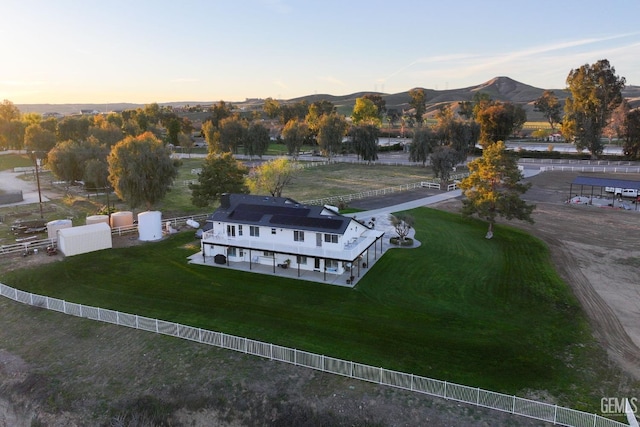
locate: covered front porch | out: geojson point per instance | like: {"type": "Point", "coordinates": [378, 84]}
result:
{"type": "Point", "coordinates": [350, 271]}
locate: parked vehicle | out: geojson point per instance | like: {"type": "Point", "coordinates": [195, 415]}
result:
{"type": "Point", "coordinates": [622, 192]}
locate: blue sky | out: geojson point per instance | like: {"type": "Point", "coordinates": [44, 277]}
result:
{"type": "Point", "coordinates": [69, 51]}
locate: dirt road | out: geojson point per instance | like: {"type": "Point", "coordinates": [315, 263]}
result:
{"type": "Point", "coordinates": [596, 251]}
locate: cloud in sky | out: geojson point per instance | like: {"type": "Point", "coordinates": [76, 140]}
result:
{"type": "Point", "coordinates": [559, 57]}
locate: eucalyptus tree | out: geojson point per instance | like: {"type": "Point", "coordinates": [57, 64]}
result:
{"type": "Point", "coordinates": [141, 170]}
{"type": "Point", "coordinates": [595, 92]}
{"type": "Point", "coordinates": [331, 131]}
{"type": "Point", "coordinates": [494, 188]}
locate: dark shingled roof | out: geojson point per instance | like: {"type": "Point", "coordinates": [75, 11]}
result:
{"type": "Point", "coordinates": [606, 182]}
{"type": "Point", "coordinates": [279, 212]}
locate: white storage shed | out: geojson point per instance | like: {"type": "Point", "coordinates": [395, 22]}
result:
{"type": "Point", "coordinates": [83, 239]}
{"type": "Point", "coordinates": [150, 225]}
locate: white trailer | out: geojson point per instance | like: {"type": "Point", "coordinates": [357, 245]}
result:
{"type": "Point", "coordinates": [622, 192]}
{"type": "Point", "coordinates": [83, 239]}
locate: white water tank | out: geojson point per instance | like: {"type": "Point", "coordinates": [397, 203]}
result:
{"type": "Point", "coordinates": [97, 219]}
{"type": "Point", "coordinates": [150, 225]}
{"type": "Point", "coordinates": [121, 219]}
{"type": "Point", "coordinates": [55, 225]}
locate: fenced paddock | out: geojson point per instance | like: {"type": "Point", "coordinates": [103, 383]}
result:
{"type": "Point", "coordinates": [471, 395]}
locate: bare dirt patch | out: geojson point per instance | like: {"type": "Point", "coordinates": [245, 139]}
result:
{"type": "Point", "coordinates": [596, 251]}
{"type": "Point", "coordinates": [59, 370]}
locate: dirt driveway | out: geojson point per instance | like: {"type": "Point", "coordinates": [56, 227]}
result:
{"type": "Point", "coordinates": [597, 251]}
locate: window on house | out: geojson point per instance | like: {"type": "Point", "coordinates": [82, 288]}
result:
{"type": "Point", "coordinates": [331, 263]}
{"type": "Point", "coordinates": [331, 238]}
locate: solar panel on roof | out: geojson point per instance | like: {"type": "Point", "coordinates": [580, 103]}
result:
{"type": "Point", "coordinates": [249, 216]}
{"type": "Point", "coordinates": [273, 209]}
{"type": "Point", "coordinates": [325, 223]}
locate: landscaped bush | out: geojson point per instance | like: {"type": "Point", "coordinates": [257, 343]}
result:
{"type": "Point", "coordinates": [408, 241]}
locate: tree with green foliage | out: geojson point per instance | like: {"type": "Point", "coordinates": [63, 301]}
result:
{"type": "Point", "coordinates": [631, 146]}
{"type": "Point", "coordinates": [494, 188]}
{"type": "Point", "coordinates": [365, 141]}
{"type": "Point", "coordinates": [402, 224]}
{"type": "Point", "coordinates": [365, 112]}
{"type": "Point", "coordinates": [550, 107]}
{"type": "Point", "coordinates": [231, 133]}
{"type": "Point", "coordinates": [186, 143]}
{"type": "Point", "coordinates": [317, 110]}
{"type": "Point", "coordinates": [272, 177]}
{"type": "Point", "coordinates": [107, 133]}
{"type": "Point", "coordinates": [68, 159]}
{"type": "Point", "coordinates": [221, 173]}
{"type": "Point", "coordinates": [419, 103]}
{"type": "Point", "coordinates": [596, 91]}
{"type": "Point", "coordinates": [12, 134]}
{"type": "Point", "coordinates": [257, 140]}
{"type": "Point", "coordinates": [499, 120]}
{"type": "Point", "coordinates": [331, 131]}
{"type": "Point", "coordinates": [443, 159]}
{"type": "Point", "coordinates": [219, 112]}
{"type": "Point", "coordinates": [422, 145]}
{"type": "Point", "coordinates": [271, 108]}
{"type": "Point", "coordinates": [141, 170]}
{"type": "Point", "coordinates": [294, 133]}
{"type": "Point", "coordinates": [8, 111]}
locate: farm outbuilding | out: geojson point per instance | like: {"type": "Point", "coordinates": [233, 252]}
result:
{"type": "Point", "coordinates": [83, 239]}
{"type": "Point", "coordinates": [608, 188]}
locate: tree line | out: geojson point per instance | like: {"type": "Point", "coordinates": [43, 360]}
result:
{"type": "Point", "coordinates": [130, 151]}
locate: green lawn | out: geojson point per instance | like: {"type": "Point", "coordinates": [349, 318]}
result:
{"type": "Point", "coordinates": [486, 313]}
{"type": "Point", "coordinates": [10, 161]}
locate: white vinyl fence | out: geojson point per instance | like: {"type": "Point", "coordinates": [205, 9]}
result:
{"type": "Point", "coordinates": [30, 245]}
{"type": "Point", "coordinates": [471, 395]}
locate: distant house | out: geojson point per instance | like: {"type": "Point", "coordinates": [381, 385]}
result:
{"type": "Point", "coordinates": [283, 233]}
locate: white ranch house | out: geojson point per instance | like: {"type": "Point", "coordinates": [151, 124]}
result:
{"type": "Point", "coordinates": [283, 233]}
======
Everything from the line containing "locate: white vinyl" to the end of the data above should be quoted exactly, please, both ends included, and nothing outside that span.

Answer to the exercise –
locate: white vinyl fence | out: geojson point per instance | like: {"type": "Point", "coordinates": [205, 9]}
result:
{"type": "Point", "coordinates": [30, 245]}
{"type": "Point", "coordinates": [471, 395]}
locate: distant house | out: geojson point per instance | like: {"type": "Point", "coordinates": [381, 385]}
result:
{"type": "Point", "coordinates": [283, 233]}
locate: white ranch house | out: geojson point per instance | like: {"type": "Point", "coordinates": [151, 124]}
result:
{"type": "Point", "coordinates": [283, 233]}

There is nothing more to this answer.